▽

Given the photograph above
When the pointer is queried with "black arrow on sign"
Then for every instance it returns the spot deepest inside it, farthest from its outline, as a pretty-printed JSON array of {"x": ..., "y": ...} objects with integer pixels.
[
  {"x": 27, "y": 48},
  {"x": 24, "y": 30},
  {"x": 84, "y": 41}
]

△

• **Work required**:
Return exactly the lines from the beginning of the data above through the one containing "When the pointer", please. Include both end lines and add nothing else.

• **Your response**:
Given the photograph above
When the pointer is queried with "black arrow on sign"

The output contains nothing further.